Instruction: Swap "mask" for "outline" throughout the items below, and reproduce every line with nothing else changed.

### Entries ###

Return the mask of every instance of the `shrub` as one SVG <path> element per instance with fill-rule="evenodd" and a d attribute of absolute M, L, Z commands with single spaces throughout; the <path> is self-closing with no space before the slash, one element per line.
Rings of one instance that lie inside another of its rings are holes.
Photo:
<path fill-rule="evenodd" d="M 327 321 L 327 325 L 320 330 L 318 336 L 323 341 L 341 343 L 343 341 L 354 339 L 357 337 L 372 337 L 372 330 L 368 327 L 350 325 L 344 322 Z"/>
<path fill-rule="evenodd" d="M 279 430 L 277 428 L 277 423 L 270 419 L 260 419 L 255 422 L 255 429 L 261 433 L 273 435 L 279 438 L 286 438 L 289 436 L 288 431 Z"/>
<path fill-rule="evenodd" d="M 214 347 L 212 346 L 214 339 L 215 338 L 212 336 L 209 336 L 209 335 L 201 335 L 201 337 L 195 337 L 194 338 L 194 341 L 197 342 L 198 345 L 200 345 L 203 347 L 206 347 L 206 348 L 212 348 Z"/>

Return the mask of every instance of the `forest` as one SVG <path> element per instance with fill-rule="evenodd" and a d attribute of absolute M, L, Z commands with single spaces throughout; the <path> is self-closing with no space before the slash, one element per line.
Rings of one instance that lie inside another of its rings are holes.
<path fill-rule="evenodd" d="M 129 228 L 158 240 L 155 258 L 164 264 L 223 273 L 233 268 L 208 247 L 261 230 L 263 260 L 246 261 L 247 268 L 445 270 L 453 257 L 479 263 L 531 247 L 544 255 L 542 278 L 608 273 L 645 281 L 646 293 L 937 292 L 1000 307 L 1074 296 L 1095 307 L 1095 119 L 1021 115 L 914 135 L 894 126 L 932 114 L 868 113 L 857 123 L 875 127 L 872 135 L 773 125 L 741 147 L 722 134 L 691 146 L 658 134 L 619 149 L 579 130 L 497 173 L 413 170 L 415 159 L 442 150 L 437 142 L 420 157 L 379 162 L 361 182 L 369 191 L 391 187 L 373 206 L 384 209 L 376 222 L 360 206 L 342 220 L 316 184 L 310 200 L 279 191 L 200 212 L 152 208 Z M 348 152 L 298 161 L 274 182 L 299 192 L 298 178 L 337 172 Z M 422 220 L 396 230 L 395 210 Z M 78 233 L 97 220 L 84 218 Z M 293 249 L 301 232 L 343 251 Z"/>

###

Written solution:
Return the outline of every instance of the `shrub` as one SVG <path> element per instance with fill-rule="evenodd" and a d attribute of absolute M, L, Z commands with single spaces throughout; the <path> is self-closing with no space before the slash, one element per line.
Rings of one instance that lie inside another of its rings are holes.
Photo:
<path fill-rule="evenodd" d="M 327 321 L 327 325 L 320 330 L 318 336 L 323 341 L 341 343 L 343 341 L 354 339 L 357 337 L 372 337 L 372 330 L 368 327 L 350 325 L 344 322 Z"/>
<path fill-rule="evenodd" d="M 279 430 L 277 428 L 277 423 L 270 419 L 260 419 L 255 422 L 255 429 L 261 433 L 273 435 L 279 438 L 286 438 L 289 436 L 288 431 Z"/>
<path fill-rule="evenodd" d="M 214 347 L 212 346 L 214 339 L 215 338 L 212 336 L 209 336 L 209 335 L 201 335 L 201 337 L 195 337 L 194 338 L 194 341 L 197 342 L 198 345 L 200 345 L 203 347 L 206 347 L 206 348 L 212 348 Z"/>

Return the outline of every instance of the `forest` as one SVG <path> element per instance with fill-rule="evenodd" and a d attribute of absolute M, L, Z commands with single spaces throughout; the <path> is self-closing with no space before the slash, one element per line.
Rings of one instance that lie inside another of its rings are holes.
<path fill-rule="evenodd" d="M 129 228 L 158 240 L 155 258 L 164 264 L 223 273 L 233 268 L 208 247 L 261 230 L 263 260 L 246 261 L 247 268 L 445 270 L 453 257 L 479 263 L 531 247 L 544 255 L 542 278 L 608 273 L 645 281 L 646 293 L 937 292 L 1000 307 L 1074 296 L 1095 307 L 1095 119 L 1021 115 L 914 135 L 894 126 L 932 114 L 868 113 L 857 123 L 875 127 L 872 135 L 773 125 L 741 147 L 722 134 L 691 146 L 658 134 L 619 149 L 579 130 L 497 173 L 413 170 L 415 159 L 442 150 L 437 142 L 420 157 L 379 162 L 361 182 L 369 191 L 391 187 L 373 206 L 384 209 L 376 222 L 360 206 L 342 220 L 316 184 L 310 200 L 279 191 L 200 212 L 152 208 Z M 348 152 L 298 161 L 274 182 L 299 192 L 298 178 L 337 172 Z M 422 220 L 396 230 L 395 210 Z M 78 233 L 97 220 L 84 218 Z M 293 249 L 301 232 L 343 251 Z"/>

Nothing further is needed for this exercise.